The initiative that almost wasn’t still isn’t.

BY SALVATORE BABONES | SEPTEMBER 6, 2019, 3:00 PM

Chinese President Xi Jinping gives a speech at a press conference after the Belt and Road Forum in Beijing on April 27. WANG ZHAO/GETTY IMAGES

China’s all-embracing Belt and Road Initiative—its master plan for reorienting the economic networks of Afro-Eurasia around a Chinese core—turns six this week. Belt and Road is ubiquitous; it’s everywhere China is, and then some. But it almost never was.

The first half of the Belt and Road formula, the Silk Road Economic Belt, was accidentally launched in 2013 in Kazakhstan. The second half, the 21st-Century Maritime Silk Road, was created to assuage the jealousies of countries such as Indonesia and Sri Lanka that felt left out of the first. Neither was much more than a public relations gimmick, but both have captured the world’s imagination as no other foreign-policy program since the Marshall Plan has.

☆ ☆ ☆ ☆ ☆ ☆ ☆

### The tasks
(1) Which countries does the Belt and Road article name?
(2) Could you pick up the Belt and Road article after its last sentence and carry it forward?

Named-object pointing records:
☆ ☆ ☆ ☆ ☆ ☆ ☆

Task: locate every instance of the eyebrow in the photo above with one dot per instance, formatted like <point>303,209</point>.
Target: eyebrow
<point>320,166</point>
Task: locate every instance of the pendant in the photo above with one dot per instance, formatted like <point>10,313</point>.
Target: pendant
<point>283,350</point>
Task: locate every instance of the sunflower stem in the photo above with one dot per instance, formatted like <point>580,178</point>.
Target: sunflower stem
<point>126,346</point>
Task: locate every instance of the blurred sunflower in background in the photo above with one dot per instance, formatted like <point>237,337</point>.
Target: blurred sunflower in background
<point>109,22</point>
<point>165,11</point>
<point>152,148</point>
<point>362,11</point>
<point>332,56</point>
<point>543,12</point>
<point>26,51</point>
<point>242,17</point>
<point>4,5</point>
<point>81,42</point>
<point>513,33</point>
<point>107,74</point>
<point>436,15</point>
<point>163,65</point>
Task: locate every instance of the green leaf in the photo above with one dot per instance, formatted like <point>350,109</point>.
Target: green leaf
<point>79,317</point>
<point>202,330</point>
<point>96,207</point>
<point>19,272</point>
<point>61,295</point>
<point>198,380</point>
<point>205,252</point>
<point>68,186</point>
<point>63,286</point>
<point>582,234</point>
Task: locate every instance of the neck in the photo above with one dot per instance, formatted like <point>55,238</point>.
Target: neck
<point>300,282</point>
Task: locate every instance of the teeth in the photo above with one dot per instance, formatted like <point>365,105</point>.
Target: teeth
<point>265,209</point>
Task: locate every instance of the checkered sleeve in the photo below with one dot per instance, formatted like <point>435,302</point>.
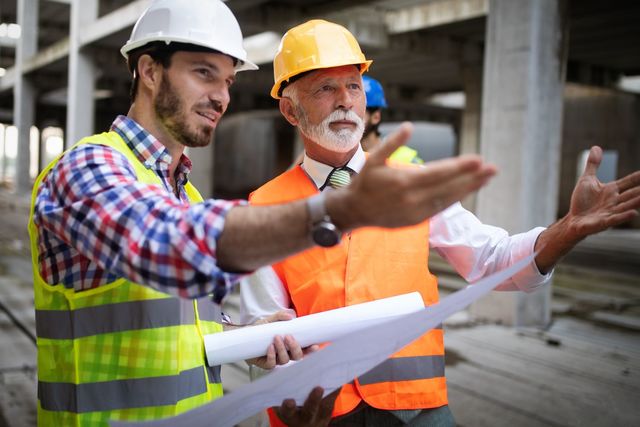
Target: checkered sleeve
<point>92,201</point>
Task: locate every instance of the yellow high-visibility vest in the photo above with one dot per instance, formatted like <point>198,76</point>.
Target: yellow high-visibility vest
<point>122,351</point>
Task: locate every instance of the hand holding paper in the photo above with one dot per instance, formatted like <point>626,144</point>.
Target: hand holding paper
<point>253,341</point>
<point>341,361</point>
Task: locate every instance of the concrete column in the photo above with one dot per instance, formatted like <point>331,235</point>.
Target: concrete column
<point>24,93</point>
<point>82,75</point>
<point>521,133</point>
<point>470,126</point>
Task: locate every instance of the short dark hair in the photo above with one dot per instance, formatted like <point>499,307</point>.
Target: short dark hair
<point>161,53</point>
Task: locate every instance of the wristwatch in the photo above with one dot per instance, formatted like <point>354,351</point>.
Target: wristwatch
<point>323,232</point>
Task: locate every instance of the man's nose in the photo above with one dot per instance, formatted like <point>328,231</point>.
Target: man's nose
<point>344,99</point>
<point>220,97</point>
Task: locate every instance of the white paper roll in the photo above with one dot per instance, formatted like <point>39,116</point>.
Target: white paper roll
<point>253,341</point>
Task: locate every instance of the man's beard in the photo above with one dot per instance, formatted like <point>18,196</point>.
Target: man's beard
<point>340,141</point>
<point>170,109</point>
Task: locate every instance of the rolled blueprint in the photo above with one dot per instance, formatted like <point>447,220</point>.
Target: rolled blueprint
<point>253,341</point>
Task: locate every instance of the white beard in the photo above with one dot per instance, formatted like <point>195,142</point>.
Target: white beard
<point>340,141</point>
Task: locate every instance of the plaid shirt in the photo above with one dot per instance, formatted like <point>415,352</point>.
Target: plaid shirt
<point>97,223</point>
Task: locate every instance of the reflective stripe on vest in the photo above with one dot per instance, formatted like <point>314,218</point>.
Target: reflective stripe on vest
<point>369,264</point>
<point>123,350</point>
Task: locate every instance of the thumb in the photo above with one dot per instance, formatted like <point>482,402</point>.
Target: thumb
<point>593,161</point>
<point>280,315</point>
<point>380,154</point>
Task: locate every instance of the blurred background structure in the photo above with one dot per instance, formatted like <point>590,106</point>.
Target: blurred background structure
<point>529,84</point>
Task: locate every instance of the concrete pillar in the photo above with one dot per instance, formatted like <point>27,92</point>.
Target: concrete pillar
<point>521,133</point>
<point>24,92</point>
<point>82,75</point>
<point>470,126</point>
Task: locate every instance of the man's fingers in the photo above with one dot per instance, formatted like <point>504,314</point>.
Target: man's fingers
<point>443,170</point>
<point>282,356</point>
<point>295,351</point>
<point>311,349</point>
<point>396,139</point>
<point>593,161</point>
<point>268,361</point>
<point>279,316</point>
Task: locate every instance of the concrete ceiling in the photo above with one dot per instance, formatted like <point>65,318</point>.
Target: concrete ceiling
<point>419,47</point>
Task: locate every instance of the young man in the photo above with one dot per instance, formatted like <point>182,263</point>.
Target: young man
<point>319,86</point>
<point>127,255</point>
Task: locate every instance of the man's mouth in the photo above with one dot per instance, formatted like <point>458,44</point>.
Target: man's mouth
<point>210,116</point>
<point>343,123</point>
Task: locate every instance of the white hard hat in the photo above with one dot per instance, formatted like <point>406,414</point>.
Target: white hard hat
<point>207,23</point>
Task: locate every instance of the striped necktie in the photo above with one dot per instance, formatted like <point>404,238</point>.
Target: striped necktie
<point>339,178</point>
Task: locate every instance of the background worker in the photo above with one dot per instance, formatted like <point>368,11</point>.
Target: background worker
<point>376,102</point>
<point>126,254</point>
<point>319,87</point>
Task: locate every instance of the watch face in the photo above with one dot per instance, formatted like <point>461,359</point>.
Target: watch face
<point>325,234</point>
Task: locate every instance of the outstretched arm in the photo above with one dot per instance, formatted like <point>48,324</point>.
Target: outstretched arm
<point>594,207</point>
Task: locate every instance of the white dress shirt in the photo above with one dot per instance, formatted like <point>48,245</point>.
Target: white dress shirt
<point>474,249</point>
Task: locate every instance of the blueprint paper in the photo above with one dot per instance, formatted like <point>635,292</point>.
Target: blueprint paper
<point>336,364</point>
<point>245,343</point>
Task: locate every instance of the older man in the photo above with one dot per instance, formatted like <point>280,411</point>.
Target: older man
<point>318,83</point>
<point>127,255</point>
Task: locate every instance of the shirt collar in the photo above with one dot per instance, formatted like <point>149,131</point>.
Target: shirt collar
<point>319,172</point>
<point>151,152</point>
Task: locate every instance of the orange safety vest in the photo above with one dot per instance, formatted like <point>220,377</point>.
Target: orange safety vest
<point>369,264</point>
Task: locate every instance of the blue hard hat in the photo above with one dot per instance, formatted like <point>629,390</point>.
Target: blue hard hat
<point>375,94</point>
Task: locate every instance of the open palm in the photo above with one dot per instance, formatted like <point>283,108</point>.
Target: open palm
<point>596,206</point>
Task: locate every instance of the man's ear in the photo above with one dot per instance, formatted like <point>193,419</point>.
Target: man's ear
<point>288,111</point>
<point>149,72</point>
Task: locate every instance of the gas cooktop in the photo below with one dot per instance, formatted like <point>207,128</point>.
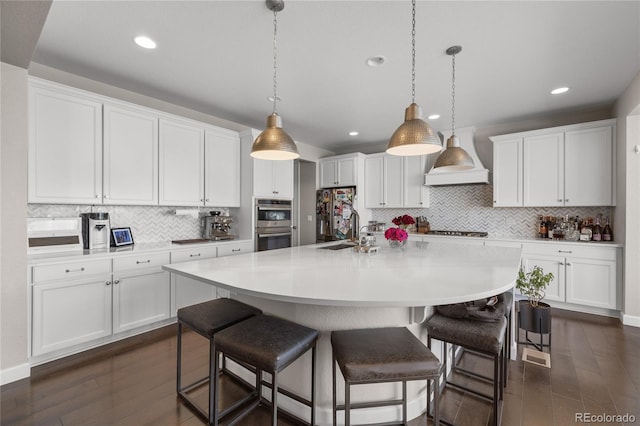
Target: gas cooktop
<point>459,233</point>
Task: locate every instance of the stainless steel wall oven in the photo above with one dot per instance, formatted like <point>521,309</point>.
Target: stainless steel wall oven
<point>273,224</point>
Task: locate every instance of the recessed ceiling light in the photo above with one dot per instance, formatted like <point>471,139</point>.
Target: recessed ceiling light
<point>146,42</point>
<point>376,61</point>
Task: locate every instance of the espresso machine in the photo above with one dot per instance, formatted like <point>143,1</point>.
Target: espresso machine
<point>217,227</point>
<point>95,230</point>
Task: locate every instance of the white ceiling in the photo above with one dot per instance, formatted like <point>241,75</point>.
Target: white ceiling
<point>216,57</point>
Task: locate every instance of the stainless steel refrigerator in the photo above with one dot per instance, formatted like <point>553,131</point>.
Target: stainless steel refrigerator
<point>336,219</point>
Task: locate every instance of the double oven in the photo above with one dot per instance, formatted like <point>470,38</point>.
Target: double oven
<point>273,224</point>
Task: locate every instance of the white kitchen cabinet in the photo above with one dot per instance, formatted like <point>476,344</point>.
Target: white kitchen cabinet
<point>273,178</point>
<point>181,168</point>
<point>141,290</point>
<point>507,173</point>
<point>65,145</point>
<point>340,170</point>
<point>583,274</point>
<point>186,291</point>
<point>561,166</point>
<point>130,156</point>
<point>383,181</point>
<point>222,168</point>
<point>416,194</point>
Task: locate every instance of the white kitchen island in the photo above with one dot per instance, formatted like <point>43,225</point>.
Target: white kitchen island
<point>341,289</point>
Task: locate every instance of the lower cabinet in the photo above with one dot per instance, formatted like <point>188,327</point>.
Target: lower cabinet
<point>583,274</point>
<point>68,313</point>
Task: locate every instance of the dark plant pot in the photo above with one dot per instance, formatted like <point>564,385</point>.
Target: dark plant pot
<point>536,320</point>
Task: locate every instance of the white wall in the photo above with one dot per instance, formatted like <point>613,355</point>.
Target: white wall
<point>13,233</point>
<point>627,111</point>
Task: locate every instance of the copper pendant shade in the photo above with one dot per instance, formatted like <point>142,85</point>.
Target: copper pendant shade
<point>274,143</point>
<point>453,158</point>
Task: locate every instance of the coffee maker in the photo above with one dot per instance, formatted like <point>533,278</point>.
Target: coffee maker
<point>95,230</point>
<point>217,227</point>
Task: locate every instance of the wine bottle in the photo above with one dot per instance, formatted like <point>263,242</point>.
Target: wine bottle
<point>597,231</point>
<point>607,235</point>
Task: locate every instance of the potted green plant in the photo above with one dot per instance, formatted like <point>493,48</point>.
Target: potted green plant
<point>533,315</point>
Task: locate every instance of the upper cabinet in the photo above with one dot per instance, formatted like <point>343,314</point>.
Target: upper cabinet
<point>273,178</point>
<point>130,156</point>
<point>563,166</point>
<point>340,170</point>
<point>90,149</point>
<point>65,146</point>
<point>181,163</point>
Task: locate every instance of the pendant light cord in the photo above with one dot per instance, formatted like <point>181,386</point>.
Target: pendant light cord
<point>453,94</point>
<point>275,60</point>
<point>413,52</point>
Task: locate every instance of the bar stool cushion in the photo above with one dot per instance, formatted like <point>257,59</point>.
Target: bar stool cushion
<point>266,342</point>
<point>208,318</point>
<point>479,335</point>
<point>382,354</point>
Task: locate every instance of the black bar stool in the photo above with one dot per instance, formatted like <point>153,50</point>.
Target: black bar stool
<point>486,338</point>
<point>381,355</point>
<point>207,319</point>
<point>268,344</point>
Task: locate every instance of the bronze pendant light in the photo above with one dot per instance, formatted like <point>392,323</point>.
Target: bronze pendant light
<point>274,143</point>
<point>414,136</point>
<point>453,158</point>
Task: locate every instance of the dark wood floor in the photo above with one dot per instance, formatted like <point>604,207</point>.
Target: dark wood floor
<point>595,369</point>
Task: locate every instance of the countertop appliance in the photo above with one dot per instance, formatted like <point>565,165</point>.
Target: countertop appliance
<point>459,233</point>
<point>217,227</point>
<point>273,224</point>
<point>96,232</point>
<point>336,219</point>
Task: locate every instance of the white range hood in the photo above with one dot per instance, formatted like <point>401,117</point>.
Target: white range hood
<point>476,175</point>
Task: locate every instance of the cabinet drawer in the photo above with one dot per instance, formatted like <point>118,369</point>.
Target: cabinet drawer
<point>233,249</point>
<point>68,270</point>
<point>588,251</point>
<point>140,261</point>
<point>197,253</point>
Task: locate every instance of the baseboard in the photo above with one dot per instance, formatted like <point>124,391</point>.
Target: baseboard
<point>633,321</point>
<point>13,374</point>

☆ ☆ ☆ ☆ ☆ ☆ ☆

### The replies
(1) China, Kazakhstan, Indonesia, Sri Lanka

(2)
The Belt and Road hoopla all got started on the steppes of Central Asia, in a place the Russian tsars called Akmolinsk, the place of snowy graves. The Bolsheviks gave it the more optimistic name of Tselinograd, the city of virgin lands. Newly independent Kazakhstan made the city its capital and renamed it Astana, which is Kazakh for, well, “capital.” Then, this March, when independent Kazakhstan’s one and only post-Soviet president stepped down after 30 years in power, his acting successor immediately proposed renaming the capital after his predecessor. And so the capital city got another new name: Nur-Sultan, which also means “Sultan of Light” in Kazakh.

As if having a city named after you weren’t enough, the former president also has his namesake Nazarbayev University, founded in 2010 to be the country’s flagship institution of higher education. And so when in September 2013 China’s new president, Xi Jinping, made his first get-to-know-you spin around the countries of the former Soviet Union, he popped in at Nazarbayev University to pay his respects.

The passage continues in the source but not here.